[Start Selected passage]

# Jazzy Fish - Sufficiently-large, unique, human-friendly identifiers
![Build Status](https://github.com/jazzy-fish/jazzy-fish/actions/workflows/python-tests.yml/badge.svg)
[![PyPI version](https://badge.fury.io/py/jazzy-fish.svg)](https://badge.fury.io/py/jazzy-fish)
[![Python Versions](https://img.shields.io/pypi/pyversions/jazzy-fish.svg)](https://pypi.org/project/jazzy-fish/)
[![License](https://img.shields.io/github/license/jazzy-fish/jazzy-fish.svg)](LICENSE)
> ⚠️ **Warning:** This library is **in development** and not yet ready for production. Its API is not yet stable
> and might (and probably _will_) still change. Follow repository [issues](https://github.com/jazzy-fish/jazzy-fish/issues) for more information.
Jazzy Fish is a library that helps you generate a sufficient number of identifiers, with a human-friendly kick.
This is not a new idea and similar implementation can be found in various places
(i.e., GitHub new repository name [suggestions](https://github.com/new)).

[End Selected passage]
[Start Material]

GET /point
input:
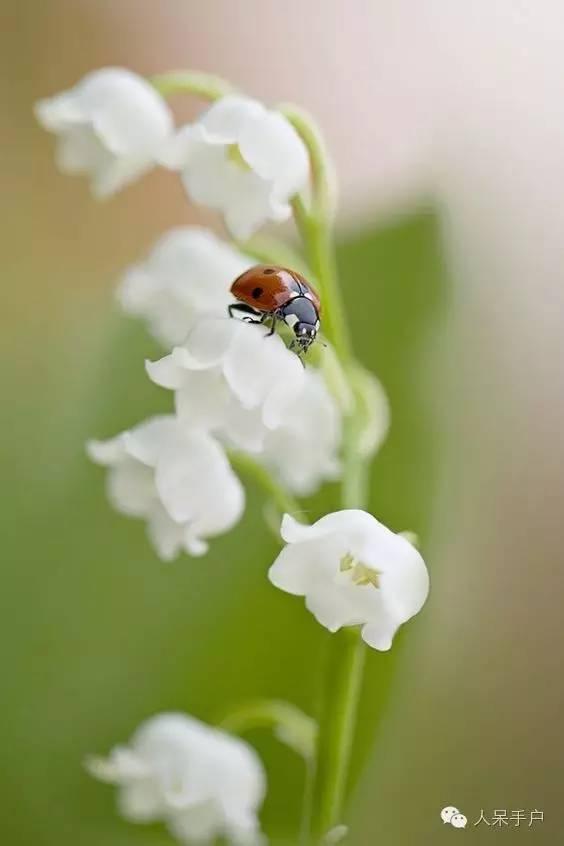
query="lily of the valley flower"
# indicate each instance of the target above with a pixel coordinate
(231, 380)
(241, 159)
(187, 274)
(178, 480)
(352, 571)
(111, 127)
(303, 450)
(202, 782)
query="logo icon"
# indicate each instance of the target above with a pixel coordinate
(452, 816)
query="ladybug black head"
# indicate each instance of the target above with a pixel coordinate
(306, 334)
(301, 314)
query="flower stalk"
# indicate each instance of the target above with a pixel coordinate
(235, 398)
(345, 665)
(204, 85)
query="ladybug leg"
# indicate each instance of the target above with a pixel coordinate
(274, 317)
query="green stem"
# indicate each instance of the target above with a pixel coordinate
(317, 236)
(251, 469)
(347, 651)
(337, 728)
(204, 85)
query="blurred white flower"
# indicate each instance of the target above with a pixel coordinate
(111, 126)
(241, 159)
(188, 273)
(230, 379)
(304, 450)
(202, 782)
(178, 480)
(352, 570)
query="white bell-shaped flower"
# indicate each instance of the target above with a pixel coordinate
(202, 782)
(178, 480)
(188, 273)
(111, 127)
(303, 450)
(352, 571)
(232, 380)
(241, 159)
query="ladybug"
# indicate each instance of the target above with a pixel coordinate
(269, 293)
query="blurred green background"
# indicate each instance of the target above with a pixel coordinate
(97, 634)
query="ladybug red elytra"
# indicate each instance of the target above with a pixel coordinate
(266, 292)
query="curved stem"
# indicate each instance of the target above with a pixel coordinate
(343, 675)
(322, 171)
(251, 469)
(317, 236)
(337, 727)
(290, 725)
(204, 85)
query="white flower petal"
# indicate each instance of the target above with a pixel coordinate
(130, 488)
(110, 126)
(226, 120)
(210, 340)
(204, 399)
(352, 570)
(146, 441)
(196, 485)
(166, 536)
(127, 113)
(106, 452)
(202, 782)
(379, 633)
(274, 150)
(58, 113)
(209, 177)
(168, 371)
(301, 566)
(139, 802)
(273, 163)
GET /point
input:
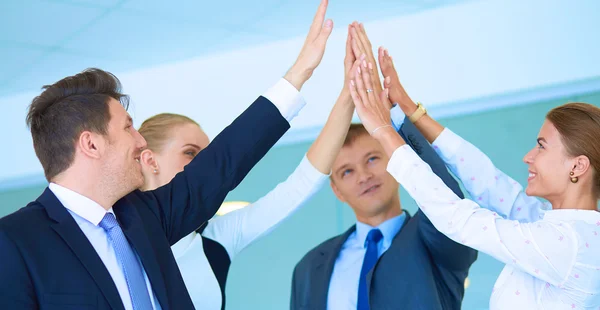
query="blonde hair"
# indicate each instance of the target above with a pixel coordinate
(157, 129)
(579, 127)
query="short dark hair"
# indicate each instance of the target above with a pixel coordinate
(65, 109)
(356, 130)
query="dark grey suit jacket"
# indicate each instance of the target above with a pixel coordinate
(422, 269)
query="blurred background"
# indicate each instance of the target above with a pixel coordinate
(489, 70)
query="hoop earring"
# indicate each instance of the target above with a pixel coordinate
(573, 179)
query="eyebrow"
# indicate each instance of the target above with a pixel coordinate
(192, 145)
(343, 167)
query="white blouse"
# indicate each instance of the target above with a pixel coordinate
(552, 257)
(237, 229)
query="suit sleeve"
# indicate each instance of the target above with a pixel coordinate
(196, 193)
(16, 288)
(294, 298)
(437, 243)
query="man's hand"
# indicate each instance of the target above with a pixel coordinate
(397, 94)
(362, 45)
(313, 49)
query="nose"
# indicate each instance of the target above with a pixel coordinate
(528, 159)
(364, 175)
(141, 142)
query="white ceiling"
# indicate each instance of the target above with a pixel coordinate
(42, 41)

[End Material]

Directions:
Echo the entire Jazzy Fish README character for character. Work from the Jazzy Fish README alone.

Correct answer:
# Jazzy Fish - Sufficiently-large, unique, human-friendly identifiers
![Build Status](https://github.com/jazzy-fish/jazzy-fish/actions/workflows/python-tests.yml/badge.svg)
[![PyPI version](https://badge.fury.io/py/jazzy-fish.svg)](https://badge.fury.io/py/jazzy-fish)
[![Python Versions](https://img.shields.io/pypi/pyversions/jazzy-fish.svg)](https://pypi.org/project/jazzy-fish/)
[![License](https://img.shields.io/github/license/jazzy-fish/jazzy-fish.svg)](LICENSE)
> ⚠️ **Warning:** This library is **in development** and not yet ready for production. Its API is not yet stable
> and might (and probably _will_) still change. Follow repository [issues](https://github.com/jazzy-fish/jazzy-fish/issues) for more information.
Jazzy Fish is a library that helps you generate a sufficient number of identifiers, with a human-friendly kick.
This is not a new idea and similar implementation can be found in various places
(i.e., GitHub new repository name [suggestions](https://github.com/new)).